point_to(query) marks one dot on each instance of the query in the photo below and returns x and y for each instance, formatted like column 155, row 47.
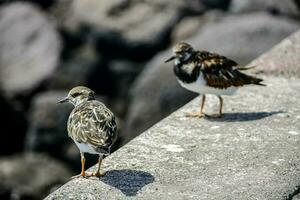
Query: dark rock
column 156, row 93
column 81, row 63
column 30, row 176
column 217, row 4
column 286, row 7
column 48, row 124
column 124, row 73
column 189, row 26
column 125, row 29
column 13, row 128
column 30, row 48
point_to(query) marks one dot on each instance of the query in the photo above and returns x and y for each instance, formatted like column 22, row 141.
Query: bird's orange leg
column 98, row 173
column 82, row 174
column 220, row 109
column 201, row 113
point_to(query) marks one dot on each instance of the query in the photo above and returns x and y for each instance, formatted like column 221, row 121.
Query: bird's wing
column 221, row 72
column 95, row 124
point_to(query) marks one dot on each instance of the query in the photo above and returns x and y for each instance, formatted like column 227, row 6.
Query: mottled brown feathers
column 221, row 72
column 93, row 123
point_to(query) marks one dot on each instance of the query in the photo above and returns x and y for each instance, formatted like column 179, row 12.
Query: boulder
column 30, row 48
column 156, row 93
column 124, row 29
column 286, row 7
column 243, row 37
column 13, row 128
column 30, row 176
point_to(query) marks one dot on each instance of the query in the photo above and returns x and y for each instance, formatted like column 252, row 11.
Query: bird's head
column 182, row 52
column 79, row 94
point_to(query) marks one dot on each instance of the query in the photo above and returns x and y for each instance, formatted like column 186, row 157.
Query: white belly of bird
column 200, row 87
column 85, row 148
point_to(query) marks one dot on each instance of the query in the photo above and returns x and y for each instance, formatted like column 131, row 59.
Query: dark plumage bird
column 91, row 126
column 208, row 73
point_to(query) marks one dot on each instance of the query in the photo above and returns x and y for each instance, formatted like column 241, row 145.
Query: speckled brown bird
column 208, row 73
column 91, row 126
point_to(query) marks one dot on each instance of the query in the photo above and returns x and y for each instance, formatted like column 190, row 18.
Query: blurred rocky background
column 117, row 48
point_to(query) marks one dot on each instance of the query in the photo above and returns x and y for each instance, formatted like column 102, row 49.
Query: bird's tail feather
column 245, row 68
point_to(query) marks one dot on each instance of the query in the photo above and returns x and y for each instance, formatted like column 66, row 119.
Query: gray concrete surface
column 251, row 153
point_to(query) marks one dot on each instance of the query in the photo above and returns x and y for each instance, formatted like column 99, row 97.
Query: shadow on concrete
column 241, row 117
column 129, row 182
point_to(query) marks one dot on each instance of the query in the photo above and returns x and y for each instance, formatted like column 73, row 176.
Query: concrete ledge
column 251, row 153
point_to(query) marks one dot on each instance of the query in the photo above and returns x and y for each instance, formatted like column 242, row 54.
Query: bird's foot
column 98, row 174
column 219, row 115
column 82, row 175
column 198, row 115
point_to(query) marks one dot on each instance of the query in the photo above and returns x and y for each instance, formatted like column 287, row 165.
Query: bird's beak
column 172, row 58
column 64, row 100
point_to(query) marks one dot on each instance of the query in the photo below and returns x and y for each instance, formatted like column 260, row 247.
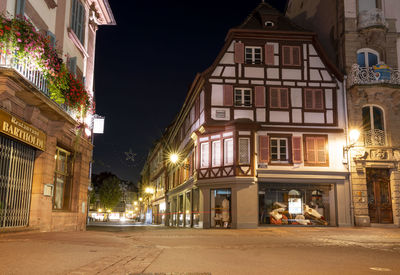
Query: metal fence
column 16, row 172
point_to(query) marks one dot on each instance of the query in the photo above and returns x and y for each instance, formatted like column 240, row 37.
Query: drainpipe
column 348, row 152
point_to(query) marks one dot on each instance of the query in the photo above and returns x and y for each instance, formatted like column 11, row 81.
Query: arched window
column 373, row 125
column 367, row 57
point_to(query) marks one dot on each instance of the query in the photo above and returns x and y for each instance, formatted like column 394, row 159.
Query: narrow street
column 152, row 250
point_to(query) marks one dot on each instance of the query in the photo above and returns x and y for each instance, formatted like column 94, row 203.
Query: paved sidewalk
column 155, row 250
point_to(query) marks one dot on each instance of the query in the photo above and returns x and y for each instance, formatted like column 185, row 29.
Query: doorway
column 379, row 198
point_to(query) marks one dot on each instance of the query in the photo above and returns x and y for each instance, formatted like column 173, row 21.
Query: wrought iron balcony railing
column 374, row 137
column 368, row 75
column 371, row 18
column 32, row 75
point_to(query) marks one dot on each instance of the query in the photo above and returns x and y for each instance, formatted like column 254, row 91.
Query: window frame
column 216, row 153
column 291, row 59
column 278, row 139
column 242, row 97
column 366, row 51
column 305, row 151
column 248, row 151
column 204, row 153
column 314, row 108
column 252, row 60
column 226, row 151
column 279, row 91
column 77, row 20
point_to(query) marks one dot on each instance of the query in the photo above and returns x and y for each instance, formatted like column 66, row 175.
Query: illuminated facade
column 45, row 141
column 260, row 135
column 362, row 38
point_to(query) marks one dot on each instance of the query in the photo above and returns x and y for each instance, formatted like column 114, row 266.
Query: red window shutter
column 274, row 99
column 228, row 95
column 296, row 56
column 286, row 55
column 269, row 55
column 284, row 98
column 239, row 53
column 296, row 148
column 320, row 148
column 263, row 149
column 318, row 100
column 310, row 144
column 308, row 99
column 260, row 96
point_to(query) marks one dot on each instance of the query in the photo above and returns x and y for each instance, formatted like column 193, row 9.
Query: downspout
column 348, row 152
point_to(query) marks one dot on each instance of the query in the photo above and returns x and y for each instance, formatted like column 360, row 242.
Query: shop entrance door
column 16, row 172
column 379, row 199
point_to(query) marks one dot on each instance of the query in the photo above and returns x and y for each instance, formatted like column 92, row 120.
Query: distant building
column 260, row 135
column 46, row 111
column 362, row 38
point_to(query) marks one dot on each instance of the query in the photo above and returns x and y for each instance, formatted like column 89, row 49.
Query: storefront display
column 220, row 208
column 294, row 204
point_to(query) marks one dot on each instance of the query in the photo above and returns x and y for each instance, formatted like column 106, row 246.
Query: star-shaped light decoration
column 130, row 156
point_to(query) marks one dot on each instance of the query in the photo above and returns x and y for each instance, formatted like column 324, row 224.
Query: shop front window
column 187, row 209
column 195, row 211
column 221, row 208
column 62, row 180
column 180, row 211
column 291, row 204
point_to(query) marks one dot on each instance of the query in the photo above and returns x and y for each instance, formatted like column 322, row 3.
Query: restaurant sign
column 22, row 131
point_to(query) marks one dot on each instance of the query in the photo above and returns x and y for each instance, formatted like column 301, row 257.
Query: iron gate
column 16, row 172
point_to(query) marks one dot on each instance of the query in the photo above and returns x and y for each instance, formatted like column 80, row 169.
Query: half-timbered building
column 261, row 133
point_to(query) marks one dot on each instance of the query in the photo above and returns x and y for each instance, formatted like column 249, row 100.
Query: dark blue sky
column 145, row 65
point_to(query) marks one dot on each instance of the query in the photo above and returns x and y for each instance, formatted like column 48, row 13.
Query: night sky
column 145, row 65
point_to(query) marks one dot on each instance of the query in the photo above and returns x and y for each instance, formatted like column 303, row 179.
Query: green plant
column 20, row 39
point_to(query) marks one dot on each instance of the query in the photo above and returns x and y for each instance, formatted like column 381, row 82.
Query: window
column 291, row 55
column 204, row 161
column 366, row 5
column 216, row 153
column 244, row 151
column 316, row 152
column 278, row 98
column 62, row 180
column 367, row 57
column 373, row 125
column 279, row 149
column 253, row 55
column 243, row 97
column 228, row 151
column 314, row 99
column 78, row 19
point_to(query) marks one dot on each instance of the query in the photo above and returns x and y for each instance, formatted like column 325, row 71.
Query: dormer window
column 253, row 55
column 269, row 24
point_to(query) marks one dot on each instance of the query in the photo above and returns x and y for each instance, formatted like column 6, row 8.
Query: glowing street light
column 354, row 135
column 174, row 158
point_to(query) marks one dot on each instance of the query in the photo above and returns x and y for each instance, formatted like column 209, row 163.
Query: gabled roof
column 265, row 12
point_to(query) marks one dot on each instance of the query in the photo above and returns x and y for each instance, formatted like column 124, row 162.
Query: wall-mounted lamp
column 354, row 135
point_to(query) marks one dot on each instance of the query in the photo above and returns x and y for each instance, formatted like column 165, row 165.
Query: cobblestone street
column 150, row 250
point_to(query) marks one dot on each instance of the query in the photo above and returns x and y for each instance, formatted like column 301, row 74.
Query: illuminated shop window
column 62, row 180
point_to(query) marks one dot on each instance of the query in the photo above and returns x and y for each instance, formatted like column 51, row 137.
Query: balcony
column 374, row 137
column 32, row 75
column 373, row 75
column 372, row 18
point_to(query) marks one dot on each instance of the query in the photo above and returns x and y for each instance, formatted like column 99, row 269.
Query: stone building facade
column 45, row 146
column 362, row 38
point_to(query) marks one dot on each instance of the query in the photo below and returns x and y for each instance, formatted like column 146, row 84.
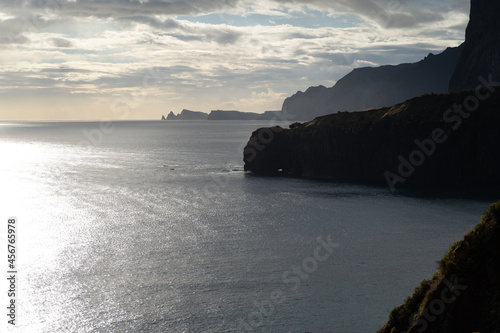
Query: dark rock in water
column 375, row 87
column 188, row 115
column 232, row 115
column 464, row 295
column 272, row 115
column 481, row 53
column 428, row 140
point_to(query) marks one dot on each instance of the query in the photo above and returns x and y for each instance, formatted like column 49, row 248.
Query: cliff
column 232, row 115
column 450, row 139
column 481, row 53
column 187, row 115
column 374, row 87
column 464, row 295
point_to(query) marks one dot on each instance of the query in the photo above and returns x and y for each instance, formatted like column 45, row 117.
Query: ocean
column 149, row 226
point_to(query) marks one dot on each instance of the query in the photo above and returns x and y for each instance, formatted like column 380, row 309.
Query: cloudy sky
column 139, row 59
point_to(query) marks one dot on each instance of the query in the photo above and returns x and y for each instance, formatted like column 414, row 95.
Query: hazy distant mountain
column 188, row 115
column 374, row 87
column 481, row 54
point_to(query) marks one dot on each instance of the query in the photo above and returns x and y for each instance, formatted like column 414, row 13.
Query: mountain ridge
column 375, row 87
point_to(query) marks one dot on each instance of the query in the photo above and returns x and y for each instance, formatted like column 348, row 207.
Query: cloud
column 105, row 50
column 60, row 42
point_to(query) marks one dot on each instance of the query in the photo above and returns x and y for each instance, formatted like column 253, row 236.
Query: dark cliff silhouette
column 481, row 53
column 187, row 115
column 375, row 87
column 448, row 140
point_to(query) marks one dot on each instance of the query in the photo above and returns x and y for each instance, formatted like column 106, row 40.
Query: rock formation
column 481, row 53
column 450, row 139
column 232, row 115
column 187, row 115
column 374, row 87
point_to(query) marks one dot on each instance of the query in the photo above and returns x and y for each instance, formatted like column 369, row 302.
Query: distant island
column 224, row 115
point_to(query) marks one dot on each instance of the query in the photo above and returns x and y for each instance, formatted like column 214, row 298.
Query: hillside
column 428, row 140
column 374, row 87
column 464, row 295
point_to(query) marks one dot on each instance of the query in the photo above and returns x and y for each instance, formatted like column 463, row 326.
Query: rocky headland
column 374, row 87
column 448, row 140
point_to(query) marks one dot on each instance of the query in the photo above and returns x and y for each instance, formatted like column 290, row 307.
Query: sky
column 141, row 59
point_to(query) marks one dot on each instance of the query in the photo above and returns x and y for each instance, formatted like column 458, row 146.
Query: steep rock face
column 481, row 53
column 232, row 115
column 429, row 140
column 374, row 87
column 463, row 295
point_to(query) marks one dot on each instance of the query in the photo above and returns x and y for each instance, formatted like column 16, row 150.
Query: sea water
column 155, row 227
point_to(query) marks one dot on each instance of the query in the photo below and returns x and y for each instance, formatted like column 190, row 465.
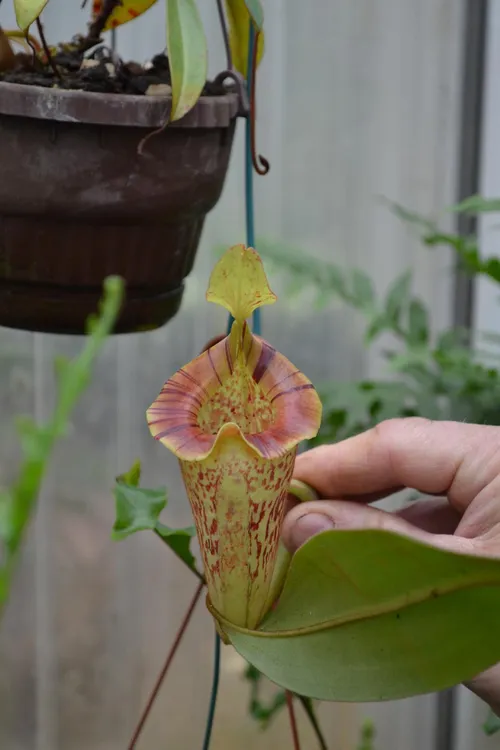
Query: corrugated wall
column 357, row 101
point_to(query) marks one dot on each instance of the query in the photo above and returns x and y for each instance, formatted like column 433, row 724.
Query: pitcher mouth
column 276, row 408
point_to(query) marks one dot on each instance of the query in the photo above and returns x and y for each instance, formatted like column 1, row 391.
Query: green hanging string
column 249, row 204
column 250, row 236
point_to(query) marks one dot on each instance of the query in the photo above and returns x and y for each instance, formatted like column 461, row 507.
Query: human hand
column 458, row 461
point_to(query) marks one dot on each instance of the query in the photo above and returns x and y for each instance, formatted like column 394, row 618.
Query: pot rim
column 128, row 110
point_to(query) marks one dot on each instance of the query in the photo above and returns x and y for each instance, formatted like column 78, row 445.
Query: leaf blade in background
column 179, row 541
column 129, row 10
column 37, row 441
column 476, row 204
column 238, row 14
column 418, row 324
column 352, row 626
column 397, row 299
column 187, row 54
column 492, row 724
column 137, row 509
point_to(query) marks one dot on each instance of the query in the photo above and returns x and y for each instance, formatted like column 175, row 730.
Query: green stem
column 313, row 719
column 197, row 573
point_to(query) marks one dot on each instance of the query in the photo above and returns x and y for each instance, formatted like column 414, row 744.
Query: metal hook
column 241, row 88
column 259, row 162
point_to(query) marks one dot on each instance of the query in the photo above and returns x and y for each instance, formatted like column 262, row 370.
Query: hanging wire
column 249, row 202
column 213, row 694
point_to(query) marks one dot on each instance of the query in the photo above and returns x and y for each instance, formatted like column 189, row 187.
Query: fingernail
column 308, row 525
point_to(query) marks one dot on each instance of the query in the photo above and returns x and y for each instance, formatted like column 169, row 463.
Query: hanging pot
column 78, row 203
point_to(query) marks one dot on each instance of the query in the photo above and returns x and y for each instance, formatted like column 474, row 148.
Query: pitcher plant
column 234, row 417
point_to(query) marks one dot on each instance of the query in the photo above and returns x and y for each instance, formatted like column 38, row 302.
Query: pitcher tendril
column 234, row 417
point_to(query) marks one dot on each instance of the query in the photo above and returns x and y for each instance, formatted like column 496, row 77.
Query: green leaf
column 132, row 476
column 27, row 11
column 238, row 14
column 362, row 290
column 187, row 53
column 476, row 204
column 256, row 11
column 370, row 616
column 492, row 723
column 367, row 736
column 418, row 323
column 398, row 297
column 137, row 509
column 37, row 441
column 411, row 217
column 179, row 541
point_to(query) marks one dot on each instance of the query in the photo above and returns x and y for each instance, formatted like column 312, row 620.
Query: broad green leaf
column 179, row 541
column 187, row 53
column 238, row 15
column 476, row 204
column 27, row 11
column 137, row 509
column 127, row 11
column 418, row 323
column 371, row 616
column 492, row 723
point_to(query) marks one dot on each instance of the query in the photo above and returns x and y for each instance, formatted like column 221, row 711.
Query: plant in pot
column 354, row 614
column 93, row 182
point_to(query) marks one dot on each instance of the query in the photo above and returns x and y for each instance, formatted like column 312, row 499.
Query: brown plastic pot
column 78, row 203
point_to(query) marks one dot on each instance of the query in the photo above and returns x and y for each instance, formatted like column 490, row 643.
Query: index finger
column 431, row 457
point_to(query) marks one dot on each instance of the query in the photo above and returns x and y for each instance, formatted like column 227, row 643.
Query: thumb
column 306, row 520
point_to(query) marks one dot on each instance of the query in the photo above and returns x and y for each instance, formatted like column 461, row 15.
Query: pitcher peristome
column 234, row 417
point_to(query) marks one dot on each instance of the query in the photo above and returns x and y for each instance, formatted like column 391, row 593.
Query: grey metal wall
column 357, row 100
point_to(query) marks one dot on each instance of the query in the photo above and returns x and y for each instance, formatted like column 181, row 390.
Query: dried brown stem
column 293, row 720
column 166, row 666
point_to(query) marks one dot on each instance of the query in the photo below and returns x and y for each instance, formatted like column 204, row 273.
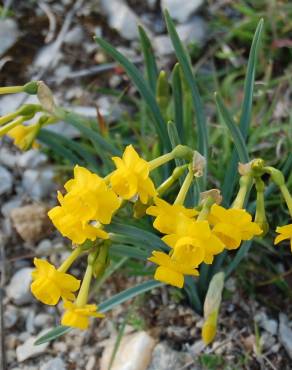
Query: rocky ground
column 53, row 41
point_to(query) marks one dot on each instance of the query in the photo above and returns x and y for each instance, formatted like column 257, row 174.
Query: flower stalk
column 180, row 199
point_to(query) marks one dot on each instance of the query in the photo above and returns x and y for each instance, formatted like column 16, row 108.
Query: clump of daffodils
column 191, row 235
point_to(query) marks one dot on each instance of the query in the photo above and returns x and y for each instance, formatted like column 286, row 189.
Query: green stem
column 8, row 117
column 82, row 297
column 157, row 162
column 11, row 89
column 260, row 217
column 184, row 189
column 287, row 196
column 203, row 215
column 69, row 260
column 245, row 184
column 18, row 121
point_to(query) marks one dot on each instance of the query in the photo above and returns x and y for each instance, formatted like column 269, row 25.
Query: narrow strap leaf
column 178, row 102
column 249, row 81
column 149, row 59
column 187, row 70
column 234, row 130
column 128, row 294
column 104, row 307
column 142, row 87
column 59, row 148
column 72, row 145
column 230, row 179
column 98, row 141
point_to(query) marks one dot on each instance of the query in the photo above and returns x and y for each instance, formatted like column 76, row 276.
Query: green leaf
column 81, row 125
column 142, row 87
column 137, row 236
column 59, row 148
column 245, row 118
column 174, row 139
column 240, row 254
column 57, row 332
column 249, row 81
column 149, row 59
column 104, row 307
column 234, row 130
column 178, row 102
column 72, row 145
column 129, row 251
column 187, row 70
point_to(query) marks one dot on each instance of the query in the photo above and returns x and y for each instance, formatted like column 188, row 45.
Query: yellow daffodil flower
column 87, row 205
column 49, row 284
column 24, row 136
column 168, row 215
column 232, row 226
column 200, row 234
column 285, row 232
column 97, row 200
column 78, row 317
column 171, row 271
column 131, row 178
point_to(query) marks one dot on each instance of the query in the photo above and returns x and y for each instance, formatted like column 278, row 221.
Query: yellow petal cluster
column 24, row 136
column 191, row 241
column 285, row 232
column 88, row 204
column 209, row 328
column 78, row 317
column 171, row 270
column 131, row 178
column 49, row 285
column 232, row 226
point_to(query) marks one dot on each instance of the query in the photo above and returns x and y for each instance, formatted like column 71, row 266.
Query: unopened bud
column 198, row 164
column 46, row 98
column 213, row 193
column 31, row 88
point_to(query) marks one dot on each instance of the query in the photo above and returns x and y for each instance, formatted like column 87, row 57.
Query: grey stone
column 6, row 181
column 193, row 32
column 10, row 205
column 121, row 18
column 44, row 247
column 31, row 159
column 181, row 10
column 29, row 322
column 18, row 289
column 8, row 34
column 267, row 341
column 43, row 320
column 285, row 334
column 54, row 364
column 165, row 358
column 269, row 325
column 28, row 349
column 38, row 183
column 10, row 316
column 75, row 36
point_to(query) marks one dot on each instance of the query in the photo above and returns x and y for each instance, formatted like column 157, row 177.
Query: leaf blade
column 142, row 87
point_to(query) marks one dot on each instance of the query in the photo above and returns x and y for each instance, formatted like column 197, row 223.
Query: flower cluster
column 87, row 207
column 193, row 239
column 192, row 236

**Exercise description**
For every line above in which the string "below" appears, add one; please give the final count and nothing else.

**Your response**
5